Brief
Extend the student blog entries below, about a flight lesson and the end of a school semester, by writing on from their final sentence.

Excerpted passage

25 May 2008

Adverse Yaw

My girlfriend, Liz, got back from a semester in Ireland a few days ago and for her belated birthday present I took her flying. I e-mailed Iris Critchell (who I still have to write a "People I'm Glad to Know" post about...) asking if she would be willing to take us for a short flight on Saturday because Liz couldn't participate in the flight lab in her Flight Mechanics class. She agreed and asked what Liz wanted to do. After a while of that we decided to meet at 13:30 on Saturday and go for a spin in "42-Golf"; one of the Cessna 172's she flew for the Bates Program. The Cessna 172 is one of the most stable aircraft you'll find and Iris delighted in explaining the how and why of the aircraft's responses to us because we both understood a lot of what she was talking about.

One of the new things that I learned was adverse yaw. In the aero world, the three rotational movements are called "pitch" (tipping up or down), "roll" (rolling side-to-side), and "yaw" (pivoting left and right). When you use the rudder to induce yaw, one wing is travelling faster through the air than the other which provides it with more lift. That additional lift induces a roll. However, when you use the alierons to create roll, the change in lift and drag across the wingspan will induce yaw counter to the turn. This phenomenon is called "adverse yaw" and is prevented by applying rudder into the turn as you roll.

Iris, being a flight instructor, was able to put us (one at a time) into the left seat and let us actually fly the plane once she'd gotten us into the air. Among the things that she showed us were steep-bank turns, low-power (and thus slow) flight control, and stalls. We also got to see how the plane reacted to flight conditions it didn't like -- we gave it a sharp tug to increase or decrease pitch and then took our hands off the controls and let the plane sort itself out over the course of the two oscillations for which it had been rated to do so. After we flew around for a while and learned more about flying in an hour than we had ever known before she took us back down and we headed back to Mudd.

Iris mentioned that when a new flight instructor is being tested for certification, it's an immediate fail if the trainee instructor ever stops talking. Perhaps that's why she'll talk your ear off.

~KMarsh

At World's End

This first semester of blogging has finally drawn to a close. Another year is lost to the mists of time, the summer coalesces into reality, and my friends and I become Seniors. My apologies for not making these posts separate and sooner, but I've been remarkably busy the last week. It just means I have more to talk about now.

Records supplied
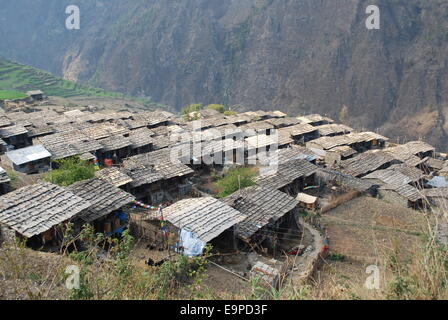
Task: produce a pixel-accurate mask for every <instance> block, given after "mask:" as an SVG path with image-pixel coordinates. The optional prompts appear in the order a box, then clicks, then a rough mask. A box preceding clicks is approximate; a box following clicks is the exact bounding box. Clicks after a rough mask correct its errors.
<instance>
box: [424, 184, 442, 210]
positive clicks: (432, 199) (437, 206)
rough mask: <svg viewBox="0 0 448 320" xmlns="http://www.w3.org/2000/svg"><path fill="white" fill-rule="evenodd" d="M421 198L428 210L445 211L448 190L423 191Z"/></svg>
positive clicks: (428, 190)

--

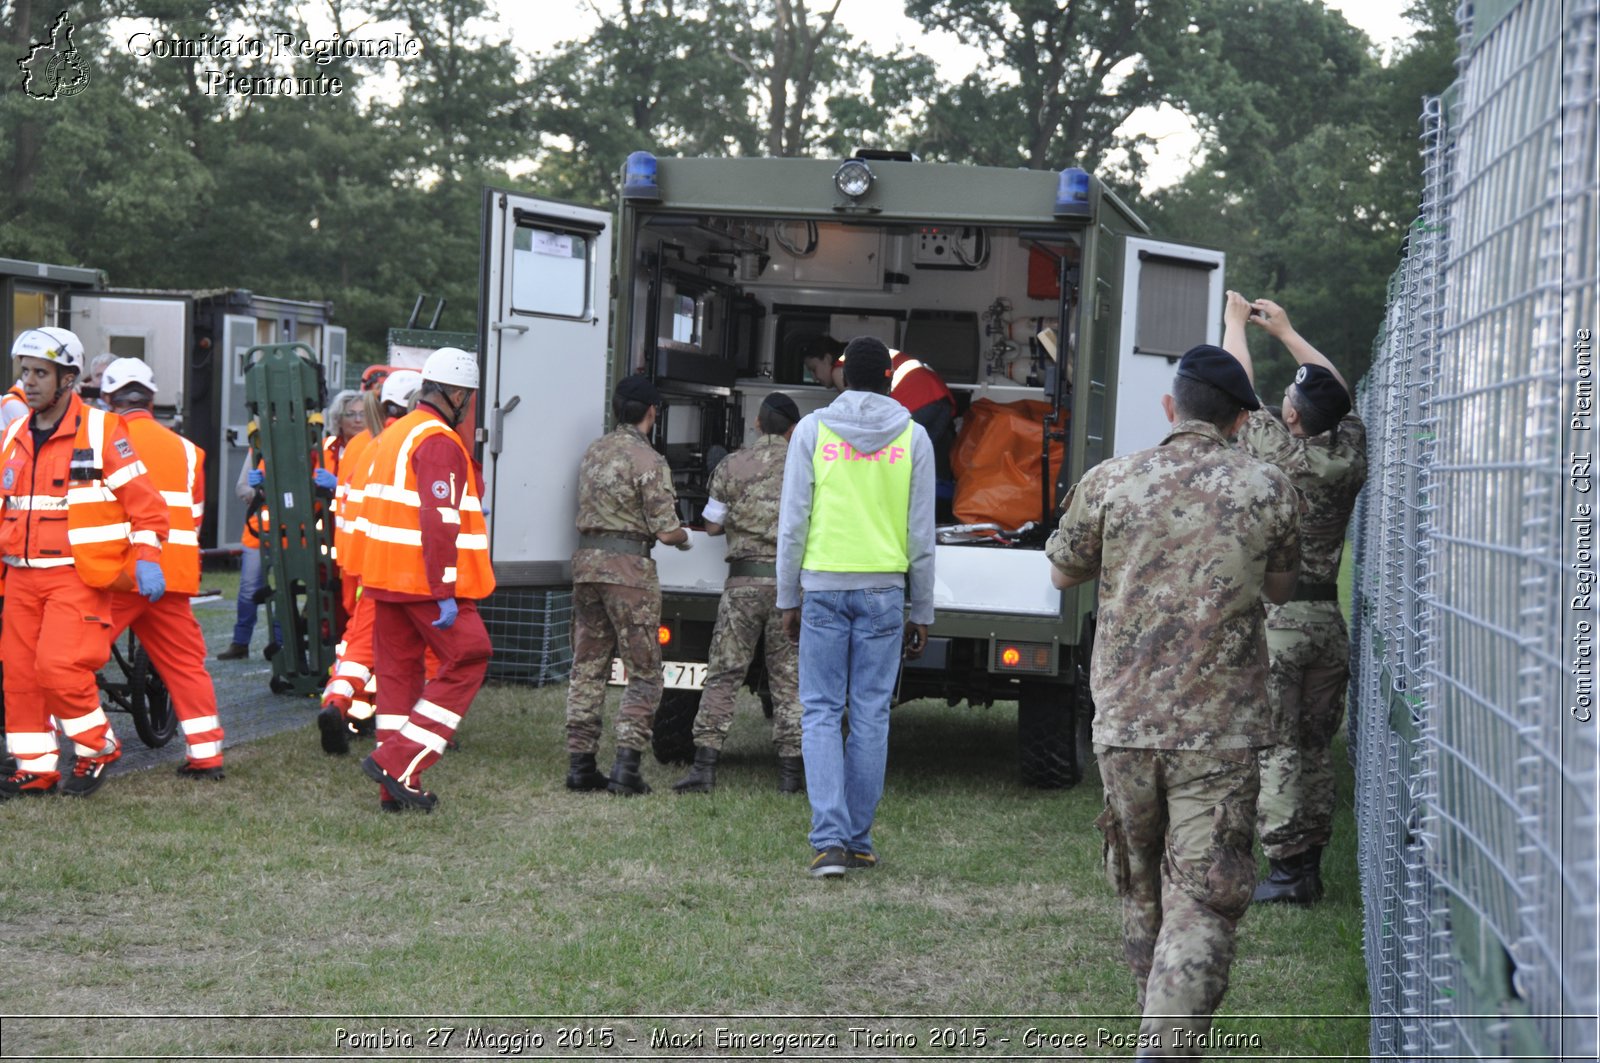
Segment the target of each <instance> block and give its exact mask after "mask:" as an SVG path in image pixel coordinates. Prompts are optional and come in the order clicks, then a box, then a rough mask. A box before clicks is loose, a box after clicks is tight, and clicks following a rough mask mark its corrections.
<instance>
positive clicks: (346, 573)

Exercise result
First up is the end of school. Spring semester 2008 is now over at Harvey Mudd College and that means us students are out to do whatever it is students do over the summer. In my case that means working in Pasadena. Before we get there, though, we have graduation! The seniors are leaving us for ever and ever until they come back to tell us how easy the rest of the world is, and we get to listen to Bill Nye the Science Guy give the commencement speech. Bill's a great speaker and now my class has to come up with someone better...I have no clue how we're going to magic that up. Side note: I swear, if you're gonna get a doctoral degree pick the school with the best robes. We've got some very colorful members among our faculty.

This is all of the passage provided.